▸ **EXERCISE BRIEF**:
Write out the post on puzzle recoverability again, starting with "If recovery can" and going on through "solve the problem!", but change "cart" to "wagon".

▸ **EXTRACT TO READ**:
++++++++
I couldn't in a quick Google through the textbooks tell whether recoverability requires immediate, single-move recoverability (ctrl-Z-style) with each undo step being O(1) complexity, and which can be implementable as a sequence of moves in a push/pop stack. They always use guaranteed-single-move-undo examples (8-puzzle, Towers of Hanoi) for their recoverable examples, and always chess for their irrecoverable example.

Textbooks never describe the interesting cases :(

If our criteria for recoverability requires single-move-undo, then it's easy to think of an example where it is not recoverable in a single move:

(1,8,3) -> (0,8,4) cannot be undone in a single move (or pour).

If recovery can be multi-move, then (0,8,4 -> (some magic steps here) -> 1,8,3) gives recovery in multiple pours. However, this recovery path requires solving a path to recovery, which is sort of putting the cart before the horse: to undo a step towards solving the problem, we have to first solve the problem!

But in the example given, we can always guarantee that we can regain a previous position by doing: rightmost jug to leftmost jug; center jug to leftmost jug (thus returning to the initial condition); repeat all steps from the start until we get back to the desired recovery step. This does require that we store all moves made, though; but I think that would likely be the output of most answers anyway, so may be considered OK?

It seems intuitively obvious that we can't, through any sequence of moves, get to a position that we can't duplicate by repeating that set of moves from the initial condition. So the problem as given is recoverable, though we can't just implement it as a push/pop stack: while that's all we need for write, we need to be able to iterate it for reading.
++++++++
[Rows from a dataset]
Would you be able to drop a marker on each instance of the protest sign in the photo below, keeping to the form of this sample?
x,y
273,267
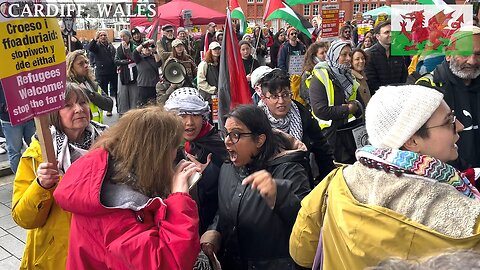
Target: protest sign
x,y
330,22
295,64
33,73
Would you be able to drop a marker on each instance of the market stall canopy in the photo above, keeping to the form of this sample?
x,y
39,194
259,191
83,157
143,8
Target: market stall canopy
x,y
380,10
171,13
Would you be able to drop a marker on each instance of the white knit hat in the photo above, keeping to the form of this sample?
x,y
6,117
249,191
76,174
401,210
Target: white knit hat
x,y
395,113
187,100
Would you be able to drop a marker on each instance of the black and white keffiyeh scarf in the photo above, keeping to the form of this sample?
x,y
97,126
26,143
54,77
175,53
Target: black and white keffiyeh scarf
x,y
291,123
67,152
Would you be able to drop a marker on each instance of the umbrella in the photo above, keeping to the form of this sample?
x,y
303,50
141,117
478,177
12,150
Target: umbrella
x,y
380,10
171,13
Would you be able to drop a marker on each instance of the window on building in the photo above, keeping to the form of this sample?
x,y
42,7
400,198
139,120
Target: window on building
x,y
364,8
356,8
315,10
306,10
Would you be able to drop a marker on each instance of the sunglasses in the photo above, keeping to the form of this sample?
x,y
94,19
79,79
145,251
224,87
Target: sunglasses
x,y
452,123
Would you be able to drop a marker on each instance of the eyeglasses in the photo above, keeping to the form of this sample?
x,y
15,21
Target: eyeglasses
x,y
234,136
453,123
276,97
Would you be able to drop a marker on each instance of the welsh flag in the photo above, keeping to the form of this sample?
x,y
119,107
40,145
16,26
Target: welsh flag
x,y
277,9
428,29
237,13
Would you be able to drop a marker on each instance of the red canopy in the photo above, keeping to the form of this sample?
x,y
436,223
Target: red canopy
x,y
171,13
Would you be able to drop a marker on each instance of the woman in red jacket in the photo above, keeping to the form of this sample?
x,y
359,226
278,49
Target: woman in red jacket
x,y
130,207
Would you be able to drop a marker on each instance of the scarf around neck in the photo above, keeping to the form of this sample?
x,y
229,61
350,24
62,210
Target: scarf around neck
x,y
66,151
342,72
290,124
398,162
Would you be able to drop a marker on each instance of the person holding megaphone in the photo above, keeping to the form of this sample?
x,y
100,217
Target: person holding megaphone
x,y
148,62
179,70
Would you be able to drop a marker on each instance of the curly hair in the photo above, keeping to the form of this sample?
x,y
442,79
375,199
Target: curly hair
x,y
143,144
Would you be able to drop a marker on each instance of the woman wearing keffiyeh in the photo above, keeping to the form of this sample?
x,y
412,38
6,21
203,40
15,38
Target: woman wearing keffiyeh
x,y
33,206
401,198
333,92
202,144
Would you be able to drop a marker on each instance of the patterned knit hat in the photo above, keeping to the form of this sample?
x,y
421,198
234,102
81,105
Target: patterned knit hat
x,y
395,113
187,100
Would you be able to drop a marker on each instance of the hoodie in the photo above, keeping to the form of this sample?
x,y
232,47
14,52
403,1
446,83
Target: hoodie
x,y
116,227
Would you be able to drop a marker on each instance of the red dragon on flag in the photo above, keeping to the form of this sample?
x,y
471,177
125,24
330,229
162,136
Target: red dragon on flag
x,y
412,32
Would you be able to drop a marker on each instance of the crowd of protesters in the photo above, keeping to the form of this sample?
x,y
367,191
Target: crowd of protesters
x,y
279,186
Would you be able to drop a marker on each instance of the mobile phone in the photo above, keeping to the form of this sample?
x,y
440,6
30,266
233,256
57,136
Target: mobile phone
x,y
193,180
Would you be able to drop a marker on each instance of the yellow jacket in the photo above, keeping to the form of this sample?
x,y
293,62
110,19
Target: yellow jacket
x,y
34,208
358,235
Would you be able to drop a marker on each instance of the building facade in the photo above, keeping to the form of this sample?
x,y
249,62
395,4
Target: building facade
x,y
254,9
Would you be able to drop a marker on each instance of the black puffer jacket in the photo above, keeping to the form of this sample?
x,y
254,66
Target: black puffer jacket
x,y
465,101
253,235
104,57
206,190
381,70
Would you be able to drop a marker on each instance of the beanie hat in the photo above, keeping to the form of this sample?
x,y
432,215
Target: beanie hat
x,y
395,113
177,42
291,29
214,45
187,100
135,31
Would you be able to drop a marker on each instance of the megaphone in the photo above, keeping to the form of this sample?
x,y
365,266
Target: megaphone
x,y
175,72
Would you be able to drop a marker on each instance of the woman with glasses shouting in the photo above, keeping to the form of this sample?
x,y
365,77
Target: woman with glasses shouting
x,y
259,191
401,199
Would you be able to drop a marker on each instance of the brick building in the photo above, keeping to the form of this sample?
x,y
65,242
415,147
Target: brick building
x,y
254,9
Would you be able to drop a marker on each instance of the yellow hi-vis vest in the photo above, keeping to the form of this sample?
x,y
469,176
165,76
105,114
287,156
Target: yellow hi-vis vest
x,y
324,78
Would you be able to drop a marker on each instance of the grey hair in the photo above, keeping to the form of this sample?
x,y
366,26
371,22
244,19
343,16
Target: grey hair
x,y
460,259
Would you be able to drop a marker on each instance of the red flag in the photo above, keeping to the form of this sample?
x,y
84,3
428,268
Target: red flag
x,y
233,87
153,34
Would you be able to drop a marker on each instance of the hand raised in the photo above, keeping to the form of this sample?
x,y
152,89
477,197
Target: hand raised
x,y
47,175
263,182
200,165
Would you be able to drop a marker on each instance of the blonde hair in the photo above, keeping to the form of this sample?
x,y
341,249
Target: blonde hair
x,y
54,117
142,143
70,59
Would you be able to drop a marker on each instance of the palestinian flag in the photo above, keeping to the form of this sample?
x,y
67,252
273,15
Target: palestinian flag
x,y
233,87
277,9
237,13
153,34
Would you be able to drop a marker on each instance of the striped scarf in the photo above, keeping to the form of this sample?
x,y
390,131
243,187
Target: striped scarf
x,y
399,162
291,123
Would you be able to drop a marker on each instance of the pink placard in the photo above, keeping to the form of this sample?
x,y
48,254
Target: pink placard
x,y
33,93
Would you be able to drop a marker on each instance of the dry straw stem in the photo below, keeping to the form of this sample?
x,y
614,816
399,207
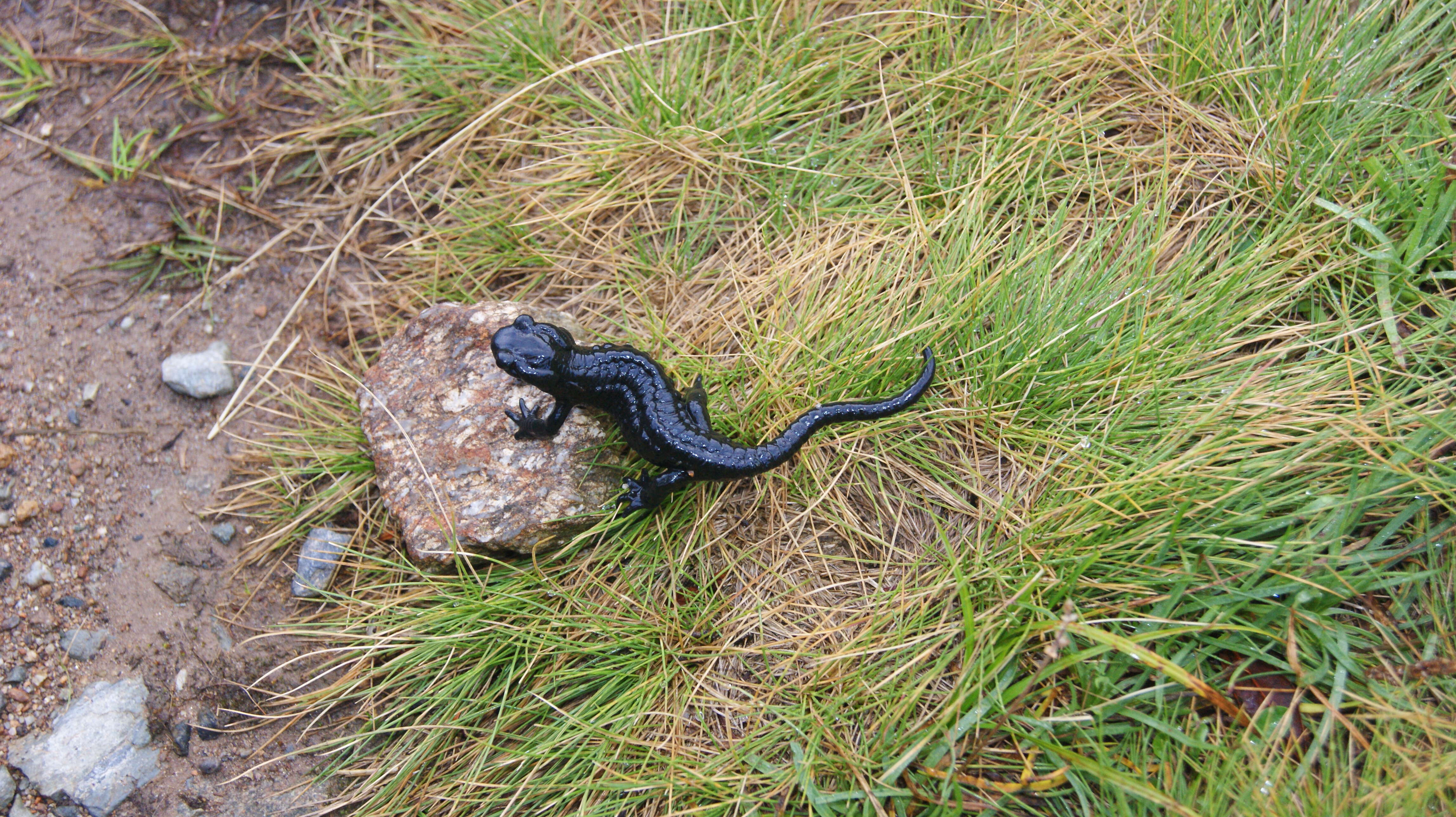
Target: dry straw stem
x,y
1168,400
440,151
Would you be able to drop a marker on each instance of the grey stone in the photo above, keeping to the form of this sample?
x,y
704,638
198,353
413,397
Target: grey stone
x,y
174,580
200,375
207,726
225,641
84,644
449,465
183,737
38,574
98,751
318,561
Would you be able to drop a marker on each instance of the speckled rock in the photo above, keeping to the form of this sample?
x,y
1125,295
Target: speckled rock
x,y
436,398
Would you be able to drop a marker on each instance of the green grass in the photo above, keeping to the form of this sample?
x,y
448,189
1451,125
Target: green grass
x,y
24,81
1184,267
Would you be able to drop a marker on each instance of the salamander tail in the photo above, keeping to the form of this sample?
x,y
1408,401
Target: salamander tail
x,y
784,446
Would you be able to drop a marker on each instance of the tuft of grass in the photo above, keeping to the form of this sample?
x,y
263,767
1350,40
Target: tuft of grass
x,y
27,82
1187,273
185,257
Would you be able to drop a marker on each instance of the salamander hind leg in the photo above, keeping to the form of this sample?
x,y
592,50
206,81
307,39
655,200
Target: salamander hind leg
x,y
648,491
698,405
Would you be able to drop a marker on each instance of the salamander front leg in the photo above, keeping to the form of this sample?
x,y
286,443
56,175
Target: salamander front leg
x,y
648,491
532,426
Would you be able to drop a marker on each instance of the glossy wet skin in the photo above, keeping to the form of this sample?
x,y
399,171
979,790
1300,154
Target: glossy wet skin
x,y
666,427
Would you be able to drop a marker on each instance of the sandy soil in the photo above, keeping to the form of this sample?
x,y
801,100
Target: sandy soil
x,y
107,493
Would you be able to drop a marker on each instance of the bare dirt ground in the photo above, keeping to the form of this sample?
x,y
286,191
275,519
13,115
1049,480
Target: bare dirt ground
x,y
107,493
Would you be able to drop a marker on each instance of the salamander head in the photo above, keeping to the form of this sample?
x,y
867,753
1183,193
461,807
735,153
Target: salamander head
x,y
530,351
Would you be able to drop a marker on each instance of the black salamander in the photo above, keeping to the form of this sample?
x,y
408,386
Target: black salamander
x,y
669,429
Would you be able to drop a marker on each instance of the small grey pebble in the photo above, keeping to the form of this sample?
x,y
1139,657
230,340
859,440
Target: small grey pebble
x,y
207,727
183,737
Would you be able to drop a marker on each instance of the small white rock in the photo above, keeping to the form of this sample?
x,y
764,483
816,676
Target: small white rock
x,y
200,375
38,574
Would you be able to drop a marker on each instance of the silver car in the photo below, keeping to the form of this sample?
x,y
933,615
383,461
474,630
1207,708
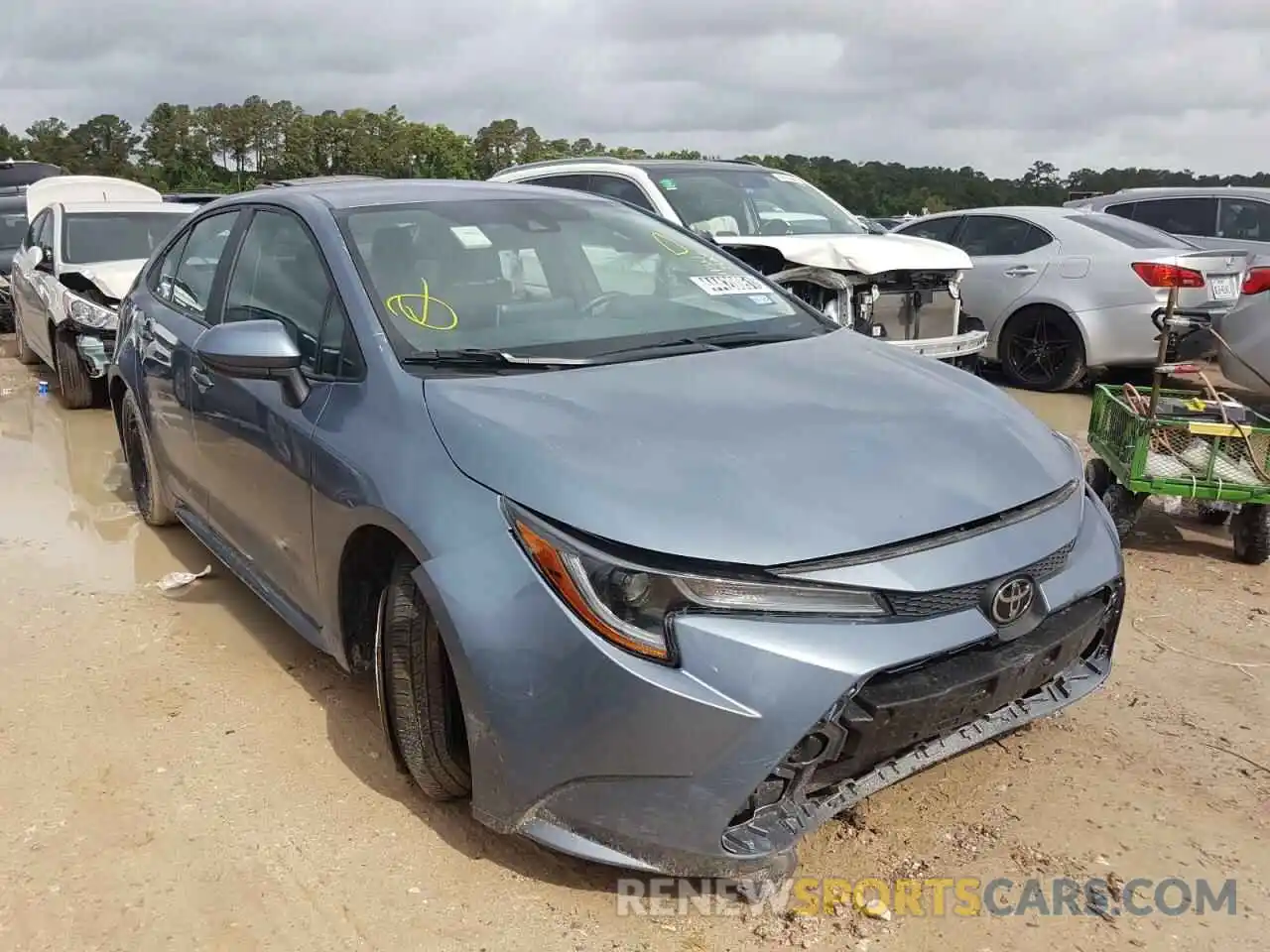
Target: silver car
x,y
1207,217
1062,291
1245,333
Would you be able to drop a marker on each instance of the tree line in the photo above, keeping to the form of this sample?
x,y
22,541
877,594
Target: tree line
x,y
229,148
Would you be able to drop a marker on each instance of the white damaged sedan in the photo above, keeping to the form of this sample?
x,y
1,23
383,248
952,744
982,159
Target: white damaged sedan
x,y
902,289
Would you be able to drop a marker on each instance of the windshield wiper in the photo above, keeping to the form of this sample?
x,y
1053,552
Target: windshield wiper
x,y
690,345
743,338
476,357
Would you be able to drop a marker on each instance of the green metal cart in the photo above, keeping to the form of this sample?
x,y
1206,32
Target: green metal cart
x,y
1178,443
1222,465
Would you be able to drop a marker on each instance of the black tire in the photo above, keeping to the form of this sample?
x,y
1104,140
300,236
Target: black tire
x,y
423,706
1098,475
1250,530
1209,516
1124,507
79,391
26,356
154,503
1042,349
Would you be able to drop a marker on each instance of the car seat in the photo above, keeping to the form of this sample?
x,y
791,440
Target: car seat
x,y
394,263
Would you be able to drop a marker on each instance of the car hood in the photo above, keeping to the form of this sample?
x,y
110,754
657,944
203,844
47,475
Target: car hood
x,y
758,456
112,278
865,254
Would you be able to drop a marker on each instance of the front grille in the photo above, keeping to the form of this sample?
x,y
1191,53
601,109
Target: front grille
x,y
924,604
896,711
907,719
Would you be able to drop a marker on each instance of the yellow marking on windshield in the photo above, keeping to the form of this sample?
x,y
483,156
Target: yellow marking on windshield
x,y
414,308
671,245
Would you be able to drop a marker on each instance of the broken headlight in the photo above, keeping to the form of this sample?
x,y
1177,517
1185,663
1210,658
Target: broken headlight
x,y
89,313
634,607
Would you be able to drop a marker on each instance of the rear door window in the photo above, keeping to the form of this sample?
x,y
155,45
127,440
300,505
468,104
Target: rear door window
x,y
1243,220
1121,209
1180,216
624,189
1000,236
578,182
1130,232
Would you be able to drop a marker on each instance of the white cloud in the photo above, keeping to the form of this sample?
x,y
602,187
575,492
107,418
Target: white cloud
x,y
1080,82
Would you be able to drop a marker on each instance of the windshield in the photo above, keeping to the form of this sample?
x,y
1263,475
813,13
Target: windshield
x,y
13,229
570,276
116,236
753,202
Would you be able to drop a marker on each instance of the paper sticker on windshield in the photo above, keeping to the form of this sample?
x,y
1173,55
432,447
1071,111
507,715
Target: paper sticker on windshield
x,y
719,285
471,236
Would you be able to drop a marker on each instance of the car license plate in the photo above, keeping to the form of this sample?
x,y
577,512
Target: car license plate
x,y
1224,287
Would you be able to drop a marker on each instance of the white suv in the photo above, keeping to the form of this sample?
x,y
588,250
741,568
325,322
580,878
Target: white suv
x,y
885,286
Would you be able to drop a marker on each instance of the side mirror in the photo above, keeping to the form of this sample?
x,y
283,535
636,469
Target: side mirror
x,y
255,350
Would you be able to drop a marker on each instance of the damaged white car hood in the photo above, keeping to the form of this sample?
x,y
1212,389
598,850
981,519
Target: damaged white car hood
x,y
112,278
865,254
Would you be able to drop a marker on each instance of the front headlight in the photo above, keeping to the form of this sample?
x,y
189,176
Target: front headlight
x,y
87,313
634,607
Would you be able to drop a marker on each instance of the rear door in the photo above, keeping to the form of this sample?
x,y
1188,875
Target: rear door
x,y
1010,255
183,290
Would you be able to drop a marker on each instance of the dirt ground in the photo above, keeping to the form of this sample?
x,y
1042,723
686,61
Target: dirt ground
x,y
186,774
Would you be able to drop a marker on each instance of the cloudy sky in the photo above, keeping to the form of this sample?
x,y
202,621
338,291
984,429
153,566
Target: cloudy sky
x,y
984,82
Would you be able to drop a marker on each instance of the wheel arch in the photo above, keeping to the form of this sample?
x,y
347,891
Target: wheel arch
x,y
1048,304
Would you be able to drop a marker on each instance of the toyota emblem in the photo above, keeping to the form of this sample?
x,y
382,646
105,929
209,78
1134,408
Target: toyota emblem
x,y
1012,599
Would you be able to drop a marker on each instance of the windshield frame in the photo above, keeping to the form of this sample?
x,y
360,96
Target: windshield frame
x,y
594,350
752,227
180,214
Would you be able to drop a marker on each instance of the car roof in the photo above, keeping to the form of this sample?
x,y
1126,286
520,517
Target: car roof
x,y
1182,191
651,166
104,207
382,191
1028,212
318,180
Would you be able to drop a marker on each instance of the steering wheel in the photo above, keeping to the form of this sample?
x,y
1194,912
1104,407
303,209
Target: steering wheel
x,y
597,303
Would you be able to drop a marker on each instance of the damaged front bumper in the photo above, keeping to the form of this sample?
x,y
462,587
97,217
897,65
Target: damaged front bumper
x,y
892,306
95,348
771,725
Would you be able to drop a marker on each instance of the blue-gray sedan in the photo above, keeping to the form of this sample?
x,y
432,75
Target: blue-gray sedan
x,y
654,563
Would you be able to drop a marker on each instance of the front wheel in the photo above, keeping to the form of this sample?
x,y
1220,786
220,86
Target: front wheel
x,y
1042,349
79,391
1098,475
1124,506
153,502
1209,516
422,699
1250,530
26,356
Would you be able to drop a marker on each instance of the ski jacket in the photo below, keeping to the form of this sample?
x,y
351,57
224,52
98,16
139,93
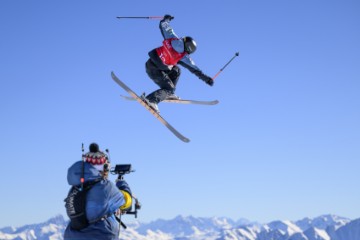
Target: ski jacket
x,y
176,52
102,200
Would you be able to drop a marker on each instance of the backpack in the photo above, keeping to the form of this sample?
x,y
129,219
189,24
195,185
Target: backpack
x,y
75,204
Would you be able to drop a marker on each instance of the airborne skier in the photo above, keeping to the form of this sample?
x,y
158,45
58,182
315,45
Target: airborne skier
x,y
162,65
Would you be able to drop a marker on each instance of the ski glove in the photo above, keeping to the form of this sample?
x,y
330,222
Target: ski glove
x,y
209,81
168,17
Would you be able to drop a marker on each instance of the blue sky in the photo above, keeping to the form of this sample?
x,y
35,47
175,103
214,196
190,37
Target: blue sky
x,y
283,143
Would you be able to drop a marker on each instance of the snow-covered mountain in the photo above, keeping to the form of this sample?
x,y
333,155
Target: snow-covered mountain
x,y
325,227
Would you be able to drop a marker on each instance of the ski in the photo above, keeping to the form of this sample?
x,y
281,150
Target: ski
x,y
183,101
144,104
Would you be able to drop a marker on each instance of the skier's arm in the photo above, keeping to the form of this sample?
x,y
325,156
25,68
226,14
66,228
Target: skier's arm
x,y
166,30
189,64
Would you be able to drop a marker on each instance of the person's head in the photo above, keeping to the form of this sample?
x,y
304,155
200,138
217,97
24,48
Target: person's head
x,y
189,45
98,159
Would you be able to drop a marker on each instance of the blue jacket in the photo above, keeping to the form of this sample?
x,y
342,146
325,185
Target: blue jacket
x,y
103,199
168,32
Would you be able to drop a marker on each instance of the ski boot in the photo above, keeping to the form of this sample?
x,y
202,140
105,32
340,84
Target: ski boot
x,y
173,97
150,104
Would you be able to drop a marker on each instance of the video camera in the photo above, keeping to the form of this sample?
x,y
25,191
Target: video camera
x,y
121,170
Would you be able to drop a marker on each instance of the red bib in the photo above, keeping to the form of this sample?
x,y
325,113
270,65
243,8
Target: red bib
x,y
167,54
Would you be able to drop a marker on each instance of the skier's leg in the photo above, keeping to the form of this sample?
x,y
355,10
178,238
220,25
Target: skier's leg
x,y
163,80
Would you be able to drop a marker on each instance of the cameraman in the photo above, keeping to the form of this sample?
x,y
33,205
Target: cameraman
x,y
103,200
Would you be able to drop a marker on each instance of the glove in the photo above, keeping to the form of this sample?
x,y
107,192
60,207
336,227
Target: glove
x,y
209,81
168,17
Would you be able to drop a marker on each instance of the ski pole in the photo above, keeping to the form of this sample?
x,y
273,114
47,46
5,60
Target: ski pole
x,y
236,54
151,17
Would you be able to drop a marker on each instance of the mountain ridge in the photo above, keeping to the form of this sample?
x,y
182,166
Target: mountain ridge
x,y
324,227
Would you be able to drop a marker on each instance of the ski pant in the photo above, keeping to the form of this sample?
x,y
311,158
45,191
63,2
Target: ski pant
x,y
165,79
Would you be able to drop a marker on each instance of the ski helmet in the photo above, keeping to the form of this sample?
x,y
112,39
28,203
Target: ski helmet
x,y
189,44
97,158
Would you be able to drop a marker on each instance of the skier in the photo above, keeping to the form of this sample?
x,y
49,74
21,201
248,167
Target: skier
x,y
104,201
162,65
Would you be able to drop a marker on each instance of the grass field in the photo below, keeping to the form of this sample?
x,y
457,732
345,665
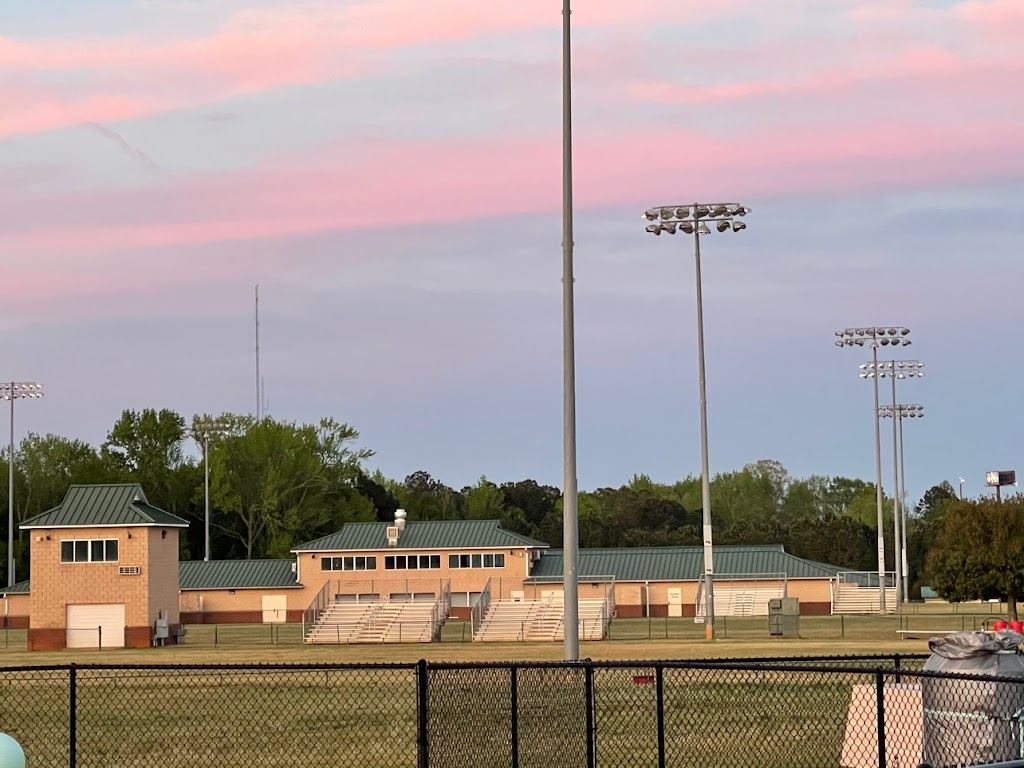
++++++++
▸ **TASK OUTPUT**:
If recovery can be multi-move, then (0,8,4 -> (some magic steps here) -> 1,8,3) gives recovery in multiple pours. However, this recovery path requires solving a path to recovery, which is sort of putting the wagon before the horse: to undo a step towards solving the problem, we have to first solve the problem!